Material supplied —
<<<<

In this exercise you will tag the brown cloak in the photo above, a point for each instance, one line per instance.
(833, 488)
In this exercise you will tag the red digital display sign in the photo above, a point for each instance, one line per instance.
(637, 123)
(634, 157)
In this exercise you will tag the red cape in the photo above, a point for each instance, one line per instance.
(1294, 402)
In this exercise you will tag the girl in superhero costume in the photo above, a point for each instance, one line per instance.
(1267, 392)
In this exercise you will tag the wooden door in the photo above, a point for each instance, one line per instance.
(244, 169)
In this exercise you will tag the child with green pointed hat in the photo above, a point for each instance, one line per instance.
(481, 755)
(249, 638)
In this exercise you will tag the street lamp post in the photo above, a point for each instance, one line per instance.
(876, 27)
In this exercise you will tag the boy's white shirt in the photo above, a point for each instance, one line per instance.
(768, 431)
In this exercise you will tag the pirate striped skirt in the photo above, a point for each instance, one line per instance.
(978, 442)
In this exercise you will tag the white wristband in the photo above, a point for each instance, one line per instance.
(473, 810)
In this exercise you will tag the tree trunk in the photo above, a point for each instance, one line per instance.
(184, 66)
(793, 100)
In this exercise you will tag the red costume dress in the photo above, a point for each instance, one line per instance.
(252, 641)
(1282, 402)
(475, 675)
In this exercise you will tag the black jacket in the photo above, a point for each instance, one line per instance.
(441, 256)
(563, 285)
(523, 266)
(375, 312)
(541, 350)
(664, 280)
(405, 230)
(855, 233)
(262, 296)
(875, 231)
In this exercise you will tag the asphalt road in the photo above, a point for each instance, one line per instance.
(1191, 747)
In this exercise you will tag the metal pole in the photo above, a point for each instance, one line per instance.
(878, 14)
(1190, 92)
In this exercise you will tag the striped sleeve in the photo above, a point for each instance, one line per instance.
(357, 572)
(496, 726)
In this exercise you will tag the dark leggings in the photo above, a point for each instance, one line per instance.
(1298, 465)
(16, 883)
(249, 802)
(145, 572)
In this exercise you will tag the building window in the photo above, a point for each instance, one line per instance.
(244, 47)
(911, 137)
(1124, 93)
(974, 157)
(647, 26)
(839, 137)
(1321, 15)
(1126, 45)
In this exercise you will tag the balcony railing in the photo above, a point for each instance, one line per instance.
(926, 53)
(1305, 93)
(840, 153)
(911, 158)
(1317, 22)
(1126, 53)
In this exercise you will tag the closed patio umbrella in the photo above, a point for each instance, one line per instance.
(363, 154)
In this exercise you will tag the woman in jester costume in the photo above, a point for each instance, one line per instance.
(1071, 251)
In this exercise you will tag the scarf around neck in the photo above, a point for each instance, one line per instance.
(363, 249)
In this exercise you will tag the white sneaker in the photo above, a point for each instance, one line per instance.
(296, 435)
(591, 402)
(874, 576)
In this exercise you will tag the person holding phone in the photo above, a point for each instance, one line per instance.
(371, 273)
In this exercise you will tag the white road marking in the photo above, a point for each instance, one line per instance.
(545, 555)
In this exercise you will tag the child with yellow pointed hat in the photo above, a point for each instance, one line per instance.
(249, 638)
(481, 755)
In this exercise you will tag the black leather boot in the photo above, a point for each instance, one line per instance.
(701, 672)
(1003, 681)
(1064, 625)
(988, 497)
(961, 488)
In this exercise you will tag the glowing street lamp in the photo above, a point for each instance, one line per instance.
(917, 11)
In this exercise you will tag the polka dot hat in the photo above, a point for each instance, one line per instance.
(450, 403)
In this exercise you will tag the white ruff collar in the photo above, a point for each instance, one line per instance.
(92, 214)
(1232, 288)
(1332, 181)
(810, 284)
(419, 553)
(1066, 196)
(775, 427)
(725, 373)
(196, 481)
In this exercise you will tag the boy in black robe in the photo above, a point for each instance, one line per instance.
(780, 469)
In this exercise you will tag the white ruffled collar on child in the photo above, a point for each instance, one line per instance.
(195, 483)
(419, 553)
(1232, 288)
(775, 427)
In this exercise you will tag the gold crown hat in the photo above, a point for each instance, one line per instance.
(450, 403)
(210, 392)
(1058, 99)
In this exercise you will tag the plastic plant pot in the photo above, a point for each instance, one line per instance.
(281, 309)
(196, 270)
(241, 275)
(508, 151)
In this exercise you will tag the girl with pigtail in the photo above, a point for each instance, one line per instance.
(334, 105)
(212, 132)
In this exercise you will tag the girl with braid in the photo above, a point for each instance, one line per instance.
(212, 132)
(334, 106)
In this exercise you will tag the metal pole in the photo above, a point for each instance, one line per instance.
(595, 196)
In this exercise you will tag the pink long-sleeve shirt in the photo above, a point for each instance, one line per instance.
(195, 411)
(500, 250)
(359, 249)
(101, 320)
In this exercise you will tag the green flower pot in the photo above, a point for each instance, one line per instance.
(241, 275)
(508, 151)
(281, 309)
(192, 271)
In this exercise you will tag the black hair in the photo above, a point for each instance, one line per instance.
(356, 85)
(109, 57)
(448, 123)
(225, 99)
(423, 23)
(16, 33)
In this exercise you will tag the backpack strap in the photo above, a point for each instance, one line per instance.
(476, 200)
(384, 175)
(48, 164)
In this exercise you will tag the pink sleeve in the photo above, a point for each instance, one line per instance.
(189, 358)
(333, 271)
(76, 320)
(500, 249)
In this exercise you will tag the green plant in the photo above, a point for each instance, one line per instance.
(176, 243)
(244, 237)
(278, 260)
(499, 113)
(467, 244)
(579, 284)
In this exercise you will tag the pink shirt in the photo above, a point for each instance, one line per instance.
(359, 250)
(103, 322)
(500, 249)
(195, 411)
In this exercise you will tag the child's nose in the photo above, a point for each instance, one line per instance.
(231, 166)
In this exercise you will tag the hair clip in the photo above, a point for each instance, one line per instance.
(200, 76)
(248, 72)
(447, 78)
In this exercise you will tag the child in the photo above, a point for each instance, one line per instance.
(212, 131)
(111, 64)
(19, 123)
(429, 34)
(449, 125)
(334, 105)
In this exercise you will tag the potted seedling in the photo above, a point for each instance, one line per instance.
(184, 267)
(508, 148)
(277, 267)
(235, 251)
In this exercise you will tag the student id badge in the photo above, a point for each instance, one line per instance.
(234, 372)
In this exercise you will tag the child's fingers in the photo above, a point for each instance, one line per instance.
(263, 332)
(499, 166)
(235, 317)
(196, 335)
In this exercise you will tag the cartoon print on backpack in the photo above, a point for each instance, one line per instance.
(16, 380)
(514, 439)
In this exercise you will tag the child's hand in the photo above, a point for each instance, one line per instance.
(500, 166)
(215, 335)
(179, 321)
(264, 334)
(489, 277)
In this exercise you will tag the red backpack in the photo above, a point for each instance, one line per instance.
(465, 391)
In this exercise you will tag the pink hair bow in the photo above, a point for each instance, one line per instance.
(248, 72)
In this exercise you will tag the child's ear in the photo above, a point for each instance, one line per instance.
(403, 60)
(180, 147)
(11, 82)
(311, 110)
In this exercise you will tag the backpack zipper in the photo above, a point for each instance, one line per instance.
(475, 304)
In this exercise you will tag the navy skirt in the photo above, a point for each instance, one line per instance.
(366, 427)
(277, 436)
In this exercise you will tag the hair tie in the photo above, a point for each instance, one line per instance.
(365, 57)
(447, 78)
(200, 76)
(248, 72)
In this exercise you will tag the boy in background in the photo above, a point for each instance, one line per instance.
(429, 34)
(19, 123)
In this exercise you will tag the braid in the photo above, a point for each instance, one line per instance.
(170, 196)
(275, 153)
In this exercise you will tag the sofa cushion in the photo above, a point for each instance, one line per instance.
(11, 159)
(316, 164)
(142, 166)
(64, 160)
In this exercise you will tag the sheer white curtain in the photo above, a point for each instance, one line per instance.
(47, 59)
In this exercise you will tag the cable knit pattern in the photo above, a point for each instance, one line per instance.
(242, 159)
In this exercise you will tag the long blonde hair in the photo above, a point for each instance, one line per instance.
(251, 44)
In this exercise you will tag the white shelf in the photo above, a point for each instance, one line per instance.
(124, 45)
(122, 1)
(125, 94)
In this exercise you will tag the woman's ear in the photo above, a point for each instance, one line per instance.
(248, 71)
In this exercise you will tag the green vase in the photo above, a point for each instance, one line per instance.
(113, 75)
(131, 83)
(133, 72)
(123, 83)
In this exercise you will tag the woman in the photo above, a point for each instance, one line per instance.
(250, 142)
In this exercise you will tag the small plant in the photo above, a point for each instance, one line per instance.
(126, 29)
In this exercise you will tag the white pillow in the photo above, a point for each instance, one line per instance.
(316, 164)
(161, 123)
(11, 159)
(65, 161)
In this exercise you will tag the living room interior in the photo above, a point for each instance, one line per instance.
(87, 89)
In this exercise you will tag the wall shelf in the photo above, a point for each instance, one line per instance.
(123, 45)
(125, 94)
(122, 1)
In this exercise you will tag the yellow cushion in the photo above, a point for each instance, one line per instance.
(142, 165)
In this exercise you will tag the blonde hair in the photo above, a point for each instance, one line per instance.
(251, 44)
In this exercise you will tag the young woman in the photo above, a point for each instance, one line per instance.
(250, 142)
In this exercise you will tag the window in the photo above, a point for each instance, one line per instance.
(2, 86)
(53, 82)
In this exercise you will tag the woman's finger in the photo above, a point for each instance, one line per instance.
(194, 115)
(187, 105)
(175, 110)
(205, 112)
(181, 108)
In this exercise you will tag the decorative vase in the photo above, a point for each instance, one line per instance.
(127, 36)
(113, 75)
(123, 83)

>>>>

Problem requirements —
Copy exactly, word for word, the line with "In this exercise you will tag the wall" through the final line of the listing.

Answer to the task —
In this exercise you will tag the wall shelf in the photo above, a point for each instance, one line per instance.
(123, 45)
(125, 94)
(122, 1)
In this exercise you will tag the yellow cushion in the photo above, a point for each instance, one line per instance.
(142, 165)
In this exercise you will tag the blonde hair in the photo above, a point for each instance, one line per instance.
(251, 44)
In this exercise you will tag the young woman in the photo above, a point for each instance, one line per instance.
(250, 142)
In this exercise you will tag the window in the photo above, a point for each instance, one line per instance.
(2, 86)
(53, 82)
In this exercise you will tag the woman's finger in the photo above, a point for each instance, one line per instance.
(194, 115)
(187, 105)
(175, 110)
(205, 112)
(181, 108)
In this exercise you will tag the decorative vase in the photo above, a point for each instance, one line per instance.
(127, 36)
(113, 75)
(123, 83)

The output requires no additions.